## CONSIGNES
1 - Recopiez le passage du texte sur l'agroécologie en Asie du Sud-Est compris entre « Financé par l’Agence » et « du Sud-est asiatique. », bornes incluses.
2 - Relevez, s'il vous plaît, toutes les lignes des enregistrements où figure le mot « shirt », en les recopiant à l'identique.

## EXTRAIT DU TEXTE
§ §
Financé par l’Agence française de développement (AFD) et la Commission européenne à hauteur de 12 millions d’euros et orchestré par le Gret, ce programme de grande envergure, dont le Cirad assure la coordination scientifique, réunit, pendant 5 ans, 27 partenaires au Cambodge, Laos, Myanmar et Vietnam. Son objectif : exploiter le potentiel de l’agroécologie pour accompagner la transition des systèmes alimentaires et agricoles du Sud-est asiatique.
Une région contrastée, des enjeux communs
Aujourd’hui dans la région, les systèmes agricoles sont de plus en plus organisés autour de monocultures, intensives et spécialisées, reprenant les principes de la révolution verte : engrais à forte dose, variétés améliorées et OGM pour certaines cultures, insecticides, insémination artificielle… « Cette évolution limite la diversité des systèmes de production et engendre des impacts négatifs sur l’environnement (pollution des aquifères, dégradation des sols, érosion de la biodiversité), expose Mélanie Blanchard, chercheuse spécialiste des systèmes d’élevage au Cirad et l’une des coordinatrices du projet. Les possibilités d’interaction entre composantes du système agricole sont moindres, limitant leur résilience face aux agressions. » Au Laos par exemple subsistent une très grande agrobiodiversité et des techniques agroécologiques traditionnelles vertueuses (agroforesterie, rizipisciculture, cultures associées). Or, « le développement récent de grandes concessions de caoutchouc, eucalyptus et des mines met les agriculteurs dans une situation extrême et menace leurs conditions d’existence, » illustre Thatheva Saphangthong.
§ §
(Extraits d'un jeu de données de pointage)

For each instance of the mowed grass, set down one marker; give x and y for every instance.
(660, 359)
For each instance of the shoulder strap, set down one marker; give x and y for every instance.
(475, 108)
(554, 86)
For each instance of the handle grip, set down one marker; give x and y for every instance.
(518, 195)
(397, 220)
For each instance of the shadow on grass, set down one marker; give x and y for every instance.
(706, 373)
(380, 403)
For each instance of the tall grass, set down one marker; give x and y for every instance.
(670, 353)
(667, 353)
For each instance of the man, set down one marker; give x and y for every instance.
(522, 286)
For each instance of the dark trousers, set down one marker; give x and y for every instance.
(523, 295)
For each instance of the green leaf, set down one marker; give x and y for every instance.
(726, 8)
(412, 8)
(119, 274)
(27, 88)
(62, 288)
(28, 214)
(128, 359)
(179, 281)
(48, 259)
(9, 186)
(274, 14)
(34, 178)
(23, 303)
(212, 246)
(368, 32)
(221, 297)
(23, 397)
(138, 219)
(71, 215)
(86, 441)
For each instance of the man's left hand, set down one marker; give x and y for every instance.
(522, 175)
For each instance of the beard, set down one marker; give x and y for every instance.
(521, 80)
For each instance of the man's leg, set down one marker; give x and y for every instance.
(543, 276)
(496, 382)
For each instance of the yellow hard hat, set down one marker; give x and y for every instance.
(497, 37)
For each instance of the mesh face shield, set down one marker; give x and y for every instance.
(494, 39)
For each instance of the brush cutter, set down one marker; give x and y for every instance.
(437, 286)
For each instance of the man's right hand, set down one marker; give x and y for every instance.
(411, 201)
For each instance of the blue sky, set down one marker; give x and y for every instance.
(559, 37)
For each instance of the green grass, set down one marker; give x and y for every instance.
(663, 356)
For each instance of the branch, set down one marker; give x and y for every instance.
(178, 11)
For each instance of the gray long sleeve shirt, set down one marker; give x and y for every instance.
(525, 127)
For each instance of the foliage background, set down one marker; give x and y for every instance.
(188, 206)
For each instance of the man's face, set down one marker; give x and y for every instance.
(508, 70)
§ §
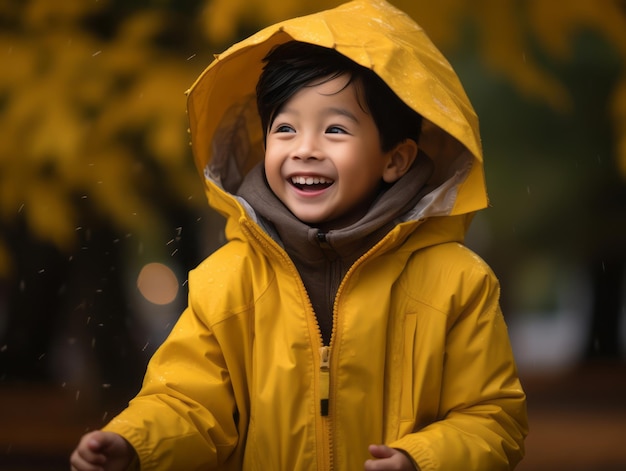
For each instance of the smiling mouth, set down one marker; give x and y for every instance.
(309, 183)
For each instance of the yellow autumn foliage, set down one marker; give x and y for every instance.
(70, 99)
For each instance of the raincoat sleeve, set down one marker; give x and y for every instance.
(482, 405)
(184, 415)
§ §
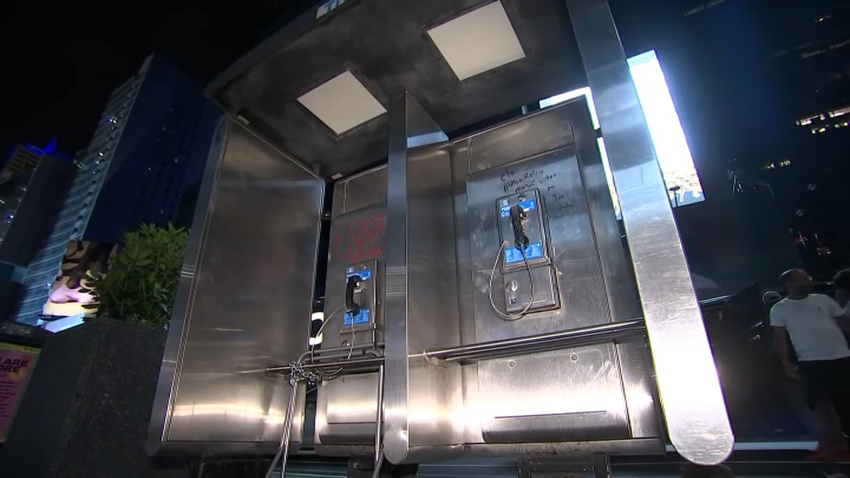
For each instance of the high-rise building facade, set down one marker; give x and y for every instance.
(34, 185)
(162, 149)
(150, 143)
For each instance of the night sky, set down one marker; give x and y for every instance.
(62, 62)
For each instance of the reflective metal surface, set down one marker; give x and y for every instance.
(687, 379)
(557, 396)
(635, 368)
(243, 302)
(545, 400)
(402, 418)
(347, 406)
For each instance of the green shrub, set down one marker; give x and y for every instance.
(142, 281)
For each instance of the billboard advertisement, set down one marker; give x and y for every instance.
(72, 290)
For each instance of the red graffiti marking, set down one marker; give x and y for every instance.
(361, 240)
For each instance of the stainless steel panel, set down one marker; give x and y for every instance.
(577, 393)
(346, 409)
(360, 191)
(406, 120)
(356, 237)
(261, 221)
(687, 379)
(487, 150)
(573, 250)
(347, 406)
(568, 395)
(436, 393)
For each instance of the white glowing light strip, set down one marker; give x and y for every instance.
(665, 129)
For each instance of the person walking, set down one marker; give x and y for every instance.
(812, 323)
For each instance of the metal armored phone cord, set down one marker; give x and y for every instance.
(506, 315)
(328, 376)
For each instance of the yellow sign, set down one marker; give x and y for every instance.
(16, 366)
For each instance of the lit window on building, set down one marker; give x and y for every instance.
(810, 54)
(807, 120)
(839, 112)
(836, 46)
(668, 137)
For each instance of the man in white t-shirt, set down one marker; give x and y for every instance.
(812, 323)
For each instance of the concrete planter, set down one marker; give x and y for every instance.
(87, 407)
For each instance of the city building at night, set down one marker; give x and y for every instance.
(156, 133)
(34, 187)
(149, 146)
§ §
## RÉSULTATS ATTENDUS
1 -
Financé par l’Agence française de développement (AFD) et la Commission européenne à hauteur de 12 millions d’euros et orchestré par le Gret, ce programme de grande envergure, dont le Cirad assure la coordination scientifique, réunit, pendant 5 ans, 27 partenaires au Cambodge, Laos, Myanmar et Vietnam. Son objectif : exploiter le potentiel de l’agroécologie pour accompagner la transition des systèmes alimentaires et agricoles du Sud-est asiatique.

2 -
For each instance of the gray long sleeve shirt, set down one marker; give x and y for every instance.
For each instance of the man in white t-shirt, set down one marker; give x and y for every instance.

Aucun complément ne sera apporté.